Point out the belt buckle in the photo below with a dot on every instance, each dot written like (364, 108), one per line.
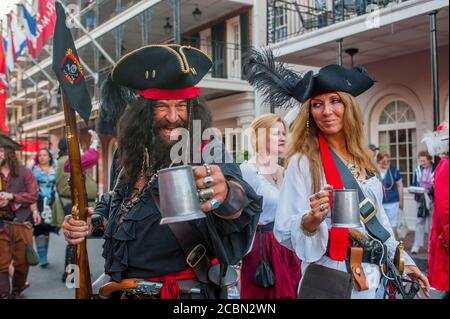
(371, 214)
(145, 288)
(199, 249)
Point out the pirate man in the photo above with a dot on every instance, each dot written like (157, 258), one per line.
(151, 94)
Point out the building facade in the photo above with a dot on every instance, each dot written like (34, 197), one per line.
(391, 39)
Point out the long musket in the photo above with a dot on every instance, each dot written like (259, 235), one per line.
(83, 288)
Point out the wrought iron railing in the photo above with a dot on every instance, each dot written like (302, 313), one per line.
(228, 58)
(290, 18)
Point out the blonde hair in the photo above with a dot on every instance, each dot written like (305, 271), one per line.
(305, 142)
(264, 121)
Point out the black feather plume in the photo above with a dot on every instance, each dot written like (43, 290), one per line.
(271, 79)
(113, 101)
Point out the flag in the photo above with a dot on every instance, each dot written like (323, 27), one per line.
(68, 68)
(19, 39)
(3, 87)
(3, 78)
(45, 23)
(30, 31)
(10, 54)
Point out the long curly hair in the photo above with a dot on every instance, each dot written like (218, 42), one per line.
(307, 143)
(136, 131)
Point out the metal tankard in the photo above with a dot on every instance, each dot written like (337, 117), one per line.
(179, 200)
(345, 208)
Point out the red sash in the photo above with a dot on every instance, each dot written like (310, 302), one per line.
(338, 236)
(170, 288)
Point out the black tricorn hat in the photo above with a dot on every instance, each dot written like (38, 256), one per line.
(280, 85)
(159, 72)
(335, 78)
(164, 67)
(6, 141)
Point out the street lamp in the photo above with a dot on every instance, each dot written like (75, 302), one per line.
(197, 13)
(352, 52)
(168, 27)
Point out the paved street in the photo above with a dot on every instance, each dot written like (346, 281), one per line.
(46, 283)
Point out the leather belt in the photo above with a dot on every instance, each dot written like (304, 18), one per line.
(368, 256)
(265, 228)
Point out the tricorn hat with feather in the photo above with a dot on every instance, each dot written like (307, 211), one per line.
(281, 86)
(6, 141)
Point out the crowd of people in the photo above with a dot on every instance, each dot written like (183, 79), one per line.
(273, 215)
(34, 201)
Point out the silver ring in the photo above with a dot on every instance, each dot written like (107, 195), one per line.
(208, 181)
(208, 169)
(214, 203)
(206, 193)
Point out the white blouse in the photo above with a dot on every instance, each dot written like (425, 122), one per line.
(263, 188)
(293, 203)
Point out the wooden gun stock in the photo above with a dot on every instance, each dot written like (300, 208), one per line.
(108, 289)
(79, 198)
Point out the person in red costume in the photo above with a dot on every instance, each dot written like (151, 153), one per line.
(437, 143)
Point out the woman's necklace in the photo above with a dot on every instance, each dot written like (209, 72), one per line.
(353, 168)
(45, 169)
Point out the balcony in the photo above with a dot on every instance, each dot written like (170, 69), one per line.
(287, 19)
(121, 26)
(397, 29)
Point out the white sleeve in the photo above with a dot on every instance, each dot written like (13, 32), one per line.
(292, 205)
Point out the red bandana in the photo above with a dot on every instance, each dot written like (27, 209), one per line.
(179, 94)
(338, 236)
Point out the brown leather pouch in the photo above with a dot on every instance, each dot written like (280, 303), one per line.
(359, 278)
(320, 282)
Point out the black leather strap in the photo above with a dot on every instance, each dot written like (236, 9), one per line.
(189, 242)
(367, 208)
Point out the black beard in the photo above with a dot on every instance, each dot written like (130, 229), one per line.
(160, 151)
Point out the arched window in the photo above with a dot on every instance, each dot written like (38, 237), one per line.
(397, 136)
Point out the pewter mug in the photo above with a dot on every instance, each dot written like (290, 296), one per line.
(345, 208)
(178, 196)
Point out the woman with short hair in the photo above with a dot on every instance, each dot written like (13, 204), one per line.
(265, 175)
(326, 151)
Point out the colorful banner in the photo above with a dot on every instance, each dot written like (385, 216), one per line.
(3, 97)
(3, 87)
(30, 31)
(45, 23)
(20, 41)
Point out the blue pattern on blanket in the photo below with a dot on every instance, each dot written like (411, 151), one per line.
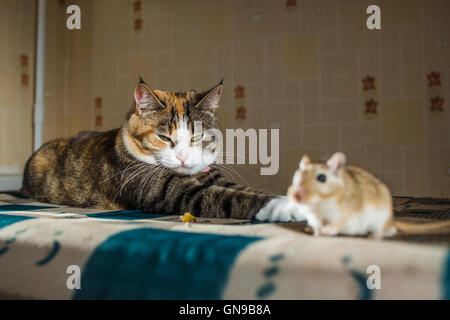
(126, 215)
(446, 278)
(6, 219)
(159, 264)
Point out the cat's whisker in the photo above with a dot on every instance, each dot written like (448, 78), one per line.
(131, 177)
(231, 170)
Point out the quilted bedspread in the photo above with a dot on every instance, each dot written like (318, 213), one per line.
(60, 252)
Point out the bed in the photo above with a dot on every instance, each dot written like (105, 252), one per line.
(59, 252)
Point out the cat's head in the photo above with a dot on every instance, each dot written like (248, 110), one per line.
(172, 129)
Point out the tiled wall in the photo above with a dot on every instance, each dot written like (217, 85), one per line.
(17, 38)
(310, 68)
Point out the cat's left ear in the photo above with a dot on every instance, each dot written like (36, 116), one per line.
(210, 101)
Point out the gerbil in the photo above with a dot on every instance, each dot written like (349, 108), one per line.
(348, 200)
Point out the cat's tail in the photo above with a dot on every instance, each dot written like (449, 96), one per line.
(407, 227)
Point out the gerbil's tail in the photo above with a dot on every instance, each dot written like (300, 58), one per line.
(422, 227)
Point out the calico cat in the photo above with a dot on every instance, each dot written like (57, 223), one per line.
(154, 162)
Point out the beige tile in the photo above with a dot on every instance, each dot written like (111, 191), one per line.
(286, 118)
(274, 48)
(300, 57)
(339, 76)
(354, 34)
(310, 102)
(9, 84)
(216, 22)
(292, 91)
(437, 44)
(321, 135)
(274, 81)
(390, 37)
(437, 133)
(413, 85)
(403, 122)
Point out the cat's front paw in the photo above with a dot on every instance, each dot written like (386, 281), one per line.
(284, 210)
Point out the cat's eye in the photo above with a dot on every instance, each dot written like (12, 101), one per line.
(164, 138)
(197, 138)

** The exercise **
Format the lines above as a JSON array of strings, one string for each line, with blank lines omitted and the pictures excluded.

** Solution for this exercise **
[
  "Point out the belt buckle in the photo below with a dot on every instance, each dot written like (364, 108), one per line.",
  "(371, 214)",
  "(145, 288)",
  "(199, 249)",
  "Point out the pirate man in the photo above with a dot on every instance, each dot written like (157, 258), one per line.",
  "(151, 94)",
  "Point out the building facade in the photo above with a dot on every instance, each dot written like (34, 197), one per line.",
  "(391, 39)",
  "Point out the long musket in the photo above with a dot on every instance, each dot written like (259, 235), one per line.",
  "(83, 288)",
  "Point out the wrought iron railing in the photo above with a dot on every instance, each dot written like (302, 313), one per line.",
  "(228, 58)",
  "(290, 18)",
  "Point out the blonde hair in the photo above with a dot on every instance, each dot written like (305, 271), one per line.",
  "(305, 142)",
  "(264, 121)",
  "Point out the black feather plume in the photo above with a dot on every instance, each dot written like (43, 290), one per line.",
  "(271, 79)",
  "(113, 101)",
  "Point out the flag in the photo above with a dot on every instance, each dot written like (323, 27), one per line.",
  "(68, 68)",
  "(19, 39)",
  "(3, 87)",
  "(3, 78)",
  "(45, 23)",
  "(30, 31)",
  "(10, 54)",
  "Point out the long curly hair in the photo above with a dot on every instance, each dot written like (218, 42), one per line.",
  "(307, 143)",
  "(136, 131)",
  "Point out the metal tankard in the photo above with a dot on every instance, each dot written like (337, 117), one per line.",
  "(179, 200)",
  "(345, 208)",
  "Point out the red sash in the photo above with a dot on every instance, each dot written like (310, 302), one per line.",
  "(338, 236)",
  "(170, 288)",
  "Point out the black tricorn hat in the photo above with a dot on every instance, each dot written like (38, 256), one per line.",
  "(280, 85)",
  "(159, 72)",
  "(335, 78)",
  "(164, 67)",
  "(6, 141)",
  "Point out the street lamp in the photo above with a dot on every instance, each dot written like (75, 302), one per line.",
  "(197, 13)",
  "(352, 52)",
  "(168, 27)",
  "Point out the paved street in the photo above with a dot on every instance, each dot written like (346, 281), one per line.",
  "(46, 283)",
  "Point out the leather belt in the photo above with a dot on every instance, each dot written like (304, 18), one per line.",
  "(368, 256)",
  "(265, 228)",
  "Point out the tricorn hat with feather in the photo above with a dot on every instance, each dot written like (307, 211), one per line.",
  "(281, 86)",
  "(6, 141)",
  "Point out the crowd of people in the photo above with a dot on every instance, each dot written like (183, 79), one per line.",
  "(273, 215)",
  "(34, 201)",
  "Point out the silver ring in the photo above with a dot on every instance, each dot written like (107, 195), one per line.",
  "(208, 181)",
  "(208, 169)",
  "(214, 203)",
  "(206, 193)",
  "Point out the white blouse in the photo above with a dot on every instance, each dot written like (425, 122), one per line.",
  "(263, 188)",
  "(293, 203)",
  "Point out the wooden gun stock in the photo above with a dot on every instance, each dot written like (300, 208), one per line.",
  "(108, 289)",
  "(79, 198)",
  "Point out the person in red costume in the photo above with a dot on every instance, each dot written like (151, 153), one per line.",
  "(437, 143)",
  "Point out the woman's necklace in the photo above with a dot on every instance, each dot written like (209, 72), one per line.",
  "(353, 168)",
  "(45, 169)",
  "Point out the balcony in the photo above with a dot on every instance, each dot written like (170, 69), one per line.",
  "(287, 19)",
  "(121, 26)",
  "(397, 29)",
  "Point out the white sleeve in the photo above with a dot on every instance, each dot written like (13, 32), one per line.",
  "(292, 205)",
  "Point out the red bandana in the photo above with a dot on every instance, each dot written like (27, 209), one per line.",
  "(179, 94)",
  "(338, 236)",
  "Point out the brown leather pouch in the photo above with a dot on every instance, each dot written like (280, 303), one per line.",
  "(359, 278)",
  "(320, 282)",
  "Point out the black leather strap in the photo above with a dot on every instance, each dot written like (236, 9), one per line.",
  "(189, 242)",
  "(367, 208)",
  "Point out the black beard in the photo above with a dot on every instance, each dot written like (130, 229), one per line.",
  "(160, 151)",
  "Point out the arched window in the photo above with a dot on every instance, each dot written like (38, 237), one per line.",
  "(397, 136)",
  "Point out the pewter mug in the photo above with a dot on every instance, each dot written like (290, 296), one per line.",
  "(345, 208)",
  "(178, 196)",
  "Point out the woman with short hair in the photo above with a dot on every instance, each dot written like (13, 204), one per line.",
  "(265, 175)",
  "(326, 151)",
  "Point out the colorful banner in the photo above with a dot on every instance, each dot written like (385, 216), one per line.",
  "(3, 97)",
  "(3, 87)",
  "(30, 31)",
  "(45, 23)",
  "(20, 41)",
  "Point out the blue pattern on blanket in the photo below with a dot on every instance, each dot written like (411, 151), one per line.",
  "(126, 215)",
  "(446, 278)",
  "(6, 219)",
  "(159, 264)",
  "Point out the cat's whisker in the photo above with a dot on every instance, each dot written like (448, 78), one per line.",
  "(131, 177)",
  "(231, 170)",
  "Point out the quilted bedspread in the photo above with a dot on every instance, each dot written like (318, 213), one per line.",
  "(60, 252)",
  "Point out the bed in the photo above with a dot on every instance, each dot written like (105, 252), one per line.",
  "(59, 252)",
  "Point out the cat's head in the photo above with a dot on every instance, each dot written like (248, 110), one per line.",
  "(172, 129)",
  "Point out the tiled wall in the photo above with a dot on every instance, each dot written like (217, 85), one per line.",
  "(17, 38)",
  "(310, 68)",
  "Point out the cat's left ear in the photo above with a dot on every instance, each dot written like (36, 116), one per line.",
  "(210, 101)",
  "Point out the gerbil in the photo above with a dot on every instance, each dot written like (349, 108), one per line.",
  "(348, 200)",
  "Point out the cat's tail in the photo above with a dot on every instance, each dot written like (449, 96), one per line.",
  "(407, 227)",
  "Point out the gerbil's tail in the photo above with a dot on every instance, each dot written like (300, 58), one per line.",
  "(422, 227)",
  "Point out the calico cat in the photo above with a dot on every instance, each dot written like (57, 223), one per line.",
  "(154, 162)",
  "Point out the beige tile in the photo above with a dot on every instance, each dot written like (111, 191), one per line.",
  "(286, 118)",
  "(274, 48)",
  "(300, 57)",
  "(339, 76)",
  "(354, 34)",
  "(310, 102)",
  "(9, 84)",
  "(216, 22)",
  "(292, 91)",
  "(437, 44)",
  "(321, 135)",
  "(274, 81)",
  "(390, 37)",
  "(437, 133)",
  "(413, 85)",
  "(403, 122)",
  "Point out the cat's front paw in the photo above with a dot on every instance, each dot written like (386, 281), one per line.",
  "(284, 210)",
  "Point out the cat's eye in the photo above with a dot on every instance, each dot written like (12, 101), one per line.",
  "(164, 138)",
  "(197, 138)"
]